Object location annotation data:
▬▬▬▬▬▬▬▬▬▬
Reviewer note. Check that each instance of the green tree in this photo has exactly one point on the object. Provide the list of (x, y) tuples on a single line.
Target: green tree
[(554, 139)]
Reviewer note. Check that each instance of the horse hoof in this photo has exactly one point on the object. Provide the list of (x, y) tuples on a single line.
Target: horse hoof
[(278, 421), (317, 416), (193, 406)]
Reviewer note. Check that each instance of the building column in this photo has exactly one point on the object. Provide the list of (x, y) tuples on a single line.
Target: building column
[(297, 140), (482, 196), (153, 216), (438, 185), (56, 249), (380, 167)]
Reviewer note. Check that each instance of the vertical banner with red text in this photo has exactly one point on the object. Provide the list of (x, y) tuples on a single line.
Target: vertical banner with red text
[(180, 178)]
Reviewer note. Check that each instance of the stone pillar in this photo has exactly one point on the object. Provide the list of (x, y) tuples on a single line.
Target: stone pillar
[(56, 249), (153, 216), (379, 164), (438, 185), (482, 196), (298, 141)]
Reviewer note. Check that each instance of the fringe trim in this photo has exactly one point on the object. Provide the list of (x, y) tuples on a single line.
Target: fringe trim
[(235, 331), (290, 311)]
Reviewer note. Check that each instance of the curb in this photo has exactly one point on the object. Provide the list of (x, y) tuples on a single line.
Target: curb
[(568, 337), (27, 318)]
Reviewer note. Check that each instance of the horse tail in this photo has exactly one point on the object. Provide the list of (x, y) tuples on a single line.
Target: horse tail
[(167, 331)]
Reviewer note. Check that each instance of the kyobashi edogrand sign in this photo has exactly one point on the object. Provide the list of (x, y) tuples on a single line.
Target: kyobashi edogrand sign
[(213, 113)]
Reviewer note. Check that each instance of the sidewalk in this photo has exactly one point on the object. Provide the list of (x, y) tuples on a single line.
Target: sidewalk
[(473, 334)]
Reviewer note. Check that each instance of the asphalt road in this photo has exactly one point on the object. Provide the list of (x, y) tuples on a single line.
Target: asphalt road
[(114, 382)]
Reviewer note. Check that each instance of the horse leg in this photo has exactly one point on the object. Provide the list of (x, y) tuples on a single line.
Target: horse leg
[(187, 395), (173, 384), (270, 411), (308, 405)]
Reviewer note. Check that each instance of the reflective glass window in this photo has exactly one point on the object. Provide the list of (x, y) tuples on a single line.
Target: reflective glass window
▬▬▬▬▬▬▬▬▬▬
** Short problem **
Convert every line of the records above into a JSON list of strings, with one string per line and no blank lines.

** Response for this exercise **
[
  "Reviewer note. Check that each instance of the green tree in this photo has exactly one point on the object. Provide the list of (x, y) tuples on a single line.",
  "Target: green tree",
  "[(554, 139)]",
  "Reviewer note. Check that each instance of the horse hoof in this photo has exactly one point on the object. Provide the list of (x, y) tuples on a single line.",
  "Target: horse hoof",
  "[(278, 421), (317, 416), (193, 406)]",
  "Reviewer note. Check that each instance of the building column in this photo has exactly one point on the object. Provide the list of (x, y) tuples on a single line.",
  "Target: building column",
  "[(297, 140), (482, 196), (153, 216), (438, 185), (56, 249), (380, 167)]",
  "Reviewer note. Check that each instance of the vertical banner with red text in this photo has exactly one point on the object. Provide the list of (x, y) tuples on a single line.",
  "Target: vertical banner with red text",
  "[(180, 178)]",
  "Reviewer note. Check that each instance of the stone pillar in this photo has exactly one point on the object. Provide the list of (x, y) tuples on a single line.",
  "Target: stone pillar",
  "[(56, 249), (153, 216), (379, 164), (438, 185), (482, 196), (298, 141)]",
  "Reviewer note. Check that each instance of the fringe trim in this photo has exactly one point on the object. Provide the list of (x, y) tuples on a single line.",
  "Target: fringe trim",
  "[(235, 331), (290, 311)]",
  "Reviewer note. Check that each instance of the curb in this photo has exactly one point on the object. Provide the list of (x, y) tuples on a single line.",
  "Target: curb",
  "[(568, 337), (27, 318)]",
  "Reviewer note. Check that each instance of the horse tail in this photo has exactly one point on the object. Provide the list of (x, y) tuples on a single line.",
  "Target: horse tail",
  "[(167, 331)]",
  "Reviewer note. Check that each instance of the kyobashi edogrand sign in this photo has exactly one point on the object. Provide the list of (x, y) tuples on a single line.",
  "Target: kyobashi edogrand sign",
  "[(213, 113)]",
  "Reviewer note. Check that each instance of the sidewalk in this photo has exactly one point on the object. Provide the list of (x, y) tuples on a single line.",
  "Target: sidewalk",
  "[(473, 334)]",
  "Reviewer note. Check that each instance of the asphalt road in this photo has exactly one point on the object. Provide the list of (x, y) tuples on a single line.",
  "Target: asphalt road",
  "[(114, 382)]",
  "Reviewer note. Check that each instance of the horse leg in this photo has exactly one point on the object. Provide the list of (x, y) tuples on a single line.",
  "Target: horse leg",
  "[(187, 395), (173, 384), (270, 411), (308, 405)]",
  "Reviewer note. Check that each instance of the reflective glass window in this photo has exactly one point on the object. Provide the list of (x, y) tuples on a single line.",
  "Target: reflective glass window"
]